───── Data provided

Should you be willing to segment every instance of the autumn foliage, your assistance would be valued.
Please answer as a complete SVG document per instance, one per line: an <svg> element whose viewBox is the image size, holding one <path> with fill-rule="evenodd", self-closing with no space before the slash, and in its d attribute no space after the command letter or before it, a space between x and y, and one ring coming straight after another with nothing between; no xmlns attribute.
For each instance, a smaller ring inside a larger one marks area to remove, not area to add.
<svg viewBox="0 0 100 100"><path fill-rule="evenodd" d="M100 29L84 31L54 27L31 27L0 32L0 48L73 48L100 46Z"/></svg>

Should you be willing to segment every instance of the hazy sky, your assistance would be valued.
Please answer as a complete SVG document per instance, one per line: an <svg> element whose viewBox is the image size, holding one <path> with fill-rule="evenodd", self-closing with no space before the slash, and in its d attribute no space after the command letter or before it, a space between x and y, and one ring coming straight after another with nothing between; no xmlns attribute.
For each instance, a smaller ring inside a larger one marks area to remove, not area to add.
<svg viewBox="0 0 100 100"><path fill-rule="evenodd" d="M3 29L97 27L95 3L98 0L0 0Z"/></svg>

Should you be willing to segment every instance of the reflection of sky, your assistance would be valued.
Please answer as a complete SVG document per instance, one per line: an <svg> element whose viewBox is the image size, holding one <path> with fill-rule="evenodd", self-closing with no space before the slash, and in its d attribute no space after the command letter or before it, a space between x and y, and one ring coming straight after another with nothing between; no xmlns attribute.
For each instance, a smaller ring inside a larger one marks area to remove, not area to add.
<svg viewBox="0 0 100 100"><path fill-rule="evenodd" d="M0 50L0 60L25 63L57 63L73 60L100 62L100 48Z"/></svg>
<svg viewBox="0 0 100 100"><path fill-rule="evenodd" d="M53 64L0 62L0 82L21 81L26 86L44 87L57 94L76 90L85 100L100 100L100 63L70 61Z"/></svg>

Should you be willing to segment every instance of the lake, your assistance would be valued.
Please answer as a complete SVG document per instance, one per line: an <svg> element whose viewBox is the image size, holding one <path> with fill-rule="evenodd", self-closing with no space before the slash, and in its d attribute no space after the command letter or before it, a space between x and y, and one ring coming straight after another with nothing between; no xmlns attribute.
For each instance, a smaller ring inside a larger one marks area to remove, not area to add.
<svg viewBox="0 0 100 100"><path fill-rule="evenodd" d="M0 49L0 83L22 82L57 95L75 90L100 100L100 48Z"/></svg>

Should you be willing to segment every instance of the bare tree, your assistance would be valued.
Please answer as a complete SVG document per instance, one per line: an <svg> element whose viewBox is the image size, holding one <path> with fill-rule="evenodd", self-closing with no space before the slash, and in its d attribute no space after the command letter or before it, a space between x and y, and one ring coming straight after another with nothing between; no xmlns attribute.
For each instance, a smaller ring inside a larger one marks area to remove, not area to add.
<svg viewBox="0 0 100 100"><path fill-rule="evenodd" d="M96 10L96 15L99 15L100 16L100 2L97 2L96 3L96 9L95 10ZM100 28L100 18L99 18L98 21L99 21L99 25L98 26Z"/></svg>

──────────

Please rewrite all of the data above, changing every "your assistance would be valued" to "your help would be appreciated" and leaving everything else as it is.

Correct result ::
Should you be willing to segment every instance of the autumn foliage, your help would be appreciated.
Please answer as a complete SVG document per instance, one per line: an <svg> element whose viewBox is the image size, holding one <path> with fill-rule="evenodd", self-closing with no space before the slash, and in its d attribute no space after the command letter or before it, a space between x and y, and one ring coming straight after another with nothing between; no xmlns attribute.
For each instance, a smaller ring inside a larger one marks area to remove, not area to add.
<svg viewBox="0 0 100 100"><path fill-rule="evenodd" d="M100 29L84 31L54 27L31 27L0 32L0 48L73 48L100 46Z"/></svg>

Should you be willing to segment every instance of the hazy sky, your help would be appreciated.
Please answer as a complete SVG document per instance, one per line: an <svg> element whose viewBox is the image size, holding one <path> with fill-rule="evenodd", self-closing with no space before the slash, and in its d attribute no space after the command letter or before it, a space between x and y, and one ring coming straight after another with nothing between; no xmlns attribute.
For each instance, a smaller ring inside a larger one marks area to remove, not area to add.
<svg viewBox="0 0 100 100"><path fill-rule="evenodd" d="M3 29L97 27L95 3L98 0L0 0Z"/></svg>

Should you be willing to segment every instance of the reflection of sky, your help would be appreciated.
Please answer as a complete SVG document per instance, one per line: an <svg> element whose viewBox is the image size, holding one <path> with fill-rule="evenodd", self-closing with no space before the slash, and in its d attribute no space after the command letter or before it, a space between x and y, and one ring coming straight after another with nothing between; no xmlns attribute.
For each instance, a smaller ring inside a larger one marks area to remove, not area to add.
<svg viewBox="0 0 100 100"><path fill-rule="evenodd" d="M0 50L0 60L25 63L57 63L73 60L100 62L100 48Z"/></svg>
<svg viewBox="0 0 100 100"><path fill-rule="evenodd" d="M53 64L0 62L0 82L21 81L26 86L44 87L57 94L76 90L85 100L100 100L100 63L70 61Z"/></svg>

Should you be willing to segment every instance of the lake, your help would be appreciated.
Please answer as a complete SVG document per instance, one per line: an <svg> element whose viewBox is the image size, holding one <path> with fill-rule="evenodd", self-closing with no space before the slash, and in its d attribute no space after the command letter or before it, a space between x and y, and one ring coming straight after another with nothing between; no xmlns attribute.
For each instance, a smaller ring inside a larger one marks area to remove, not area to add.
<svg viewBox="0 0 100 100"><path fill-rule="evenodd" d="M0 49L0 83L22 82L57 95L75 90L100 100L100 48Z"/></svg>

Should you be willing to segment every instance of the bare tree, your help would be appreciated.
Please answer as a complete SVG document per instance, one per line: an <svg> element whose viewBox is the image size, holding one <path> with fill-rule="evenodd", self-closing with no space before the slash, and in its d attribute no space after the command letter or before it, a space between x and y, and one ring coming straight after another with nothing between; no xmlns attribute.
For each instance, a smaller ring inside a larger one marks area to remove, not area to add.
<svg viewBox="0 0 100 100"><path fill-rule="evenodd" d="M96 10L96 15L99 15L100 16L100 2L97 2L96 3L96 9L95 10ZM100 28L100 18L99 18L98 21L99 21L99 25L98 26Z"/></svg>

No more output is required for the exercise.